Count the lines below that contain the string "tram", and reply with that number alone.

» **Pointing records**:
•••••

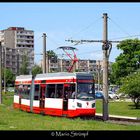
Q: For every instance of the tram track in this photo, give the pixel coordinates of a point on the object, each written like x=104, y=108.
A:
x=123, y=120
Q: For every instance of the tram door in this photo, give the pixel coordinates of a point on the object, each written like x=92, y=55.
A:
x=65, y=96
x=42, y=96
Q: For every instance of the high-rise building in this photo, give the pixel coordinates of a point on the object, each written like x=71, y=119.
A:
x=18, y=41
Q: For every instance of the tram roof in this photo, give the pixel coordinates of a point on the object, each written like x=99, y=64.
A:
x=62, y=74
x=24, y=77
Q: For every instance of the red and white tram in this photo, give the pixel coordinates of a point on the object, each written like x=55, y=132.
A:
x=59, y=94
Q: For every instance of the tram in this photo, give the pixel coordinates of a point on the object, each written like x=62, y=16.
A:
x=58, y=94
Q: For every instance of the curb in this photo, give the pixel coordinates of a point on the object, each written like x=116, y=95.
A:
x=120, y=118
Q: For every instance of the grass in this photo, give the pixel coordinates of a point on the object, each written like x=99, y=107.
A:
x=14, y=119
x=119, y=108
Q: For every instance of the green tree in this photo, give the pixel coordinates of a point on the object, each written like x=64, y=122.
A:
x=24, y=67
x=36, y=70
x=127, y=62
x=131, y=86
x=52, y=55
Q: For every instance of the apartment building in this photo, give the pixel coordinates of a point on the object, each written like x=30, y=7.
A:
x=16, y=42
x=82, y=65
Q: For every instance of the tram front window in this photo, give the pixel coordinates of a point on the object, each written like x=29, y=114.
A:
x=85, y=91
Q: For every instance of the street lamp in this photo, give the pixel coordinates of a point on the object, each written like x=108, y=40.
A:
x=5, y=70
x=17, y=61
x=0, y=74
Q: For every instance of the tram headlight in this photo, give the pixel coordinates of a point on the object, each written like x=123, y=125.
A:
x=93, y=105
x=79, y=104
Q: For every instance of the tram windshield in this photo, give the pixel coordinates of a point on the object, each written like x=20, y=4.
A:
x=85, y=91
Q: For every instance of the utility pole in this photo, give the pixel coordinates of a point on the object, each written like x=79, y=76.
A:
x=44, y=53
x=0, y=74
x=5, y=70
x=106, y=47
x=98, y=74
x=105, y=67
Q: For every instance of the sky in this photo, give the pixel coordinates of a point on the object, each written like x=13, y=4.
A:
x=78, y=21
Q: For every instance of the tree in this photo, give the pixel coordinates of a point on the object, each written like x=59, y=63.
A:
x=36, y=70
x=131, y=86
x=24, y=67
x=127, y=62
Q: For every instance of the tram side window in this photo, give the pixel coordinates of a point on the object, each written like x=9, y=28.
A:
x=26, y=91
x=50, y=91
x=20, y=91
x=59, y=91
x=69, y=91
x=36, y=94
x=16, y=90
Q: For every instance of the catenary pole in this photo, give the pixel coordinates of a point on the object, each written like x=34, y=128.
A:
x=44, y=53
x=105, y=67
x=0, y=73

•••••

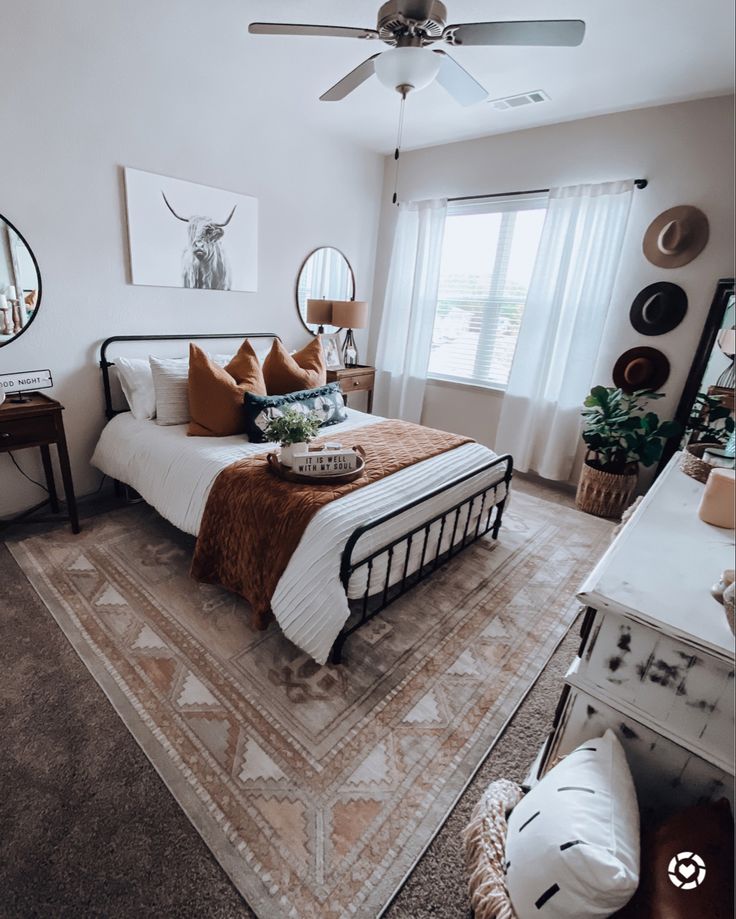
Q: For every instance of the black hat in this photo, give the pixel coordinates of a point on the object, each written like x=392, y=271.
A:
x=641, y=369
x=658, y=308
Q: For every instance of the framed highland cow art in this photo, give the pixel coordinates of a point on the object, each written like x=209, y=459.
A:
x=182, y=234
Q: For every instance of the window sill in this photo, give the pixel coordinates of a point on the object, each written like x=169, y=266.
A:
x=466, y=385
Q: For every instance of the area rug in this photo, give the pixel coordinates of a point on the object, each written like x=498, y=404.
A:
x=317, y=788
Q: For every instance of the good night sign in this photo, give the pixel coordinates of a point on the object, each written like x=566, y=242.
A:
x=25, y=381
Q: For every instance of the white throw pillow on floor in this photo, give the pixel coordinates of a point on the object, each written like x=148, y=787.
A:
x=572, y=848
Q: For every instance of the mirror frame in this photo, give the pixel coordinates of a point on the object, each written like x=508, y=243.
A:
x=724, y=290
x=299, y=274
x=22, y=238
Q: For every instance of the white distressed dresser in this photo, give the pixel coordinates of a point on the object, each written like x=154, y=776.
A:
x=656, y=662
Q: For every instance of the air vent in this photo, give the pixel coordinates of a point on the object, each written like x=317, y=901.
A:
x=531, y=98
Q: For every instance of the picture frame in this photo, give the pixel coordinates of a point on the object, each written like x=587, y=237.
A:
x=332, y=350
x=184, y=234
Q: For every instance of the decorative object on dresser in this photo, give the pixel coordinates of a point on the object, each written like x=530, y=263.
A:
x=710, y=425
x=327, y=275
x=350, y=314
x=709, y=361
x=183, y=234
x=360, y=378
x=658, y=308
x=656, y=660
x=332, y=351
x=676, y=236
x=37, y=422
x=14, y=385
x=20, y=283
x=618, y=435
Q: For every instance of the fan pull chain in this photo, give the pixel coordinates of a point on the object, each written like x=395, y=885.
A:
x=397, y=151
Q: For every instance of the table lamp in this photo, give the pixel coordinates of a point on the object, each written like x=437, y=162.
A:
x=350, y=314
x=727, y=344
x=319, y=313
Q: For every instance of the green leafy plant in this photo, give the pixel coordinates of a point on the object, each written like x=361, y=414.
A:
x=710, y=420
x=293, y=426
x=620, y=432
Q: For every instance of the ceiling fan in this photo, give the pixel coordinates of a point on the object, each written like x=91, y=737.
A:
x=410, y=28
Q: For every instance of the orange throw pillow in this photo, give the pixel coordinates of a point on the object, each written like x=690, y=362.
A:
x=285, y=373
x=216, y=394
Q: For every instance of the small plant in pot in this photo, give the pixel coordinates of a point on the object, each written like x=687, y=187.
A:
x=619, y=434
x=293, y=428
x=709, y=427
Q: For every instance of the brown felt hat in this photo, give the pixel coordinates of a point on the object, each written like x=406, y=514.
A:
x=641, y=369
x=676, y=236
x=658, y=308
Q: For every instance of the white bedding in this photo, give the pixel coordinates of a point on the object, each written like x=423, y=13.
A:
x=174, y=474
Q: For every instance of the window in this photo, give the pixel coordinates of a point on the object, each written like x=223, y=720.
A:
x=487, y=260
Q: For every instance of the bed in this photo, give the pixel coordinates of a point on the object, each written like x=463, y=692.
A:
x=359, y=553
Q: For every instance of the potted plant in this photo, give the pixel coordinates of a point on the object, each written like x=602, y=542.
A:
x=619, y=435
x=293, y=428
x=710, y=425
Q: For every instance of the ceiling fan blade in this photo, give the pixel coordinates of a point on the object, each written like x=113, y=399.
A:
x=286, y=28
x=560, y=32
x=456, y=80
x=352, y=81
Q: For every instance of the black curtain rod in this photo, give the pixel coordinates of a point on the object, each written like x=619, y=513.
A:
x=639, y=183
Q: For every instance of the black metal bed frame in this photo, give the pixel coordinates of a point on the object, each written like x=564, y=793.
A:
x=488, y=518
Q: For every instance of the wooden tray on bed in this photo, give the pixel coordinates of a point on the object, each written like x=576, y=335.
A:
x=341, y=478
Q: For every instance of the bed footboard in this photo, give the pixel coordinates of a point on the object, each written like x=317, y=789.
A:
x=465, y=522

•••••

» **Solution for this exercise**: 9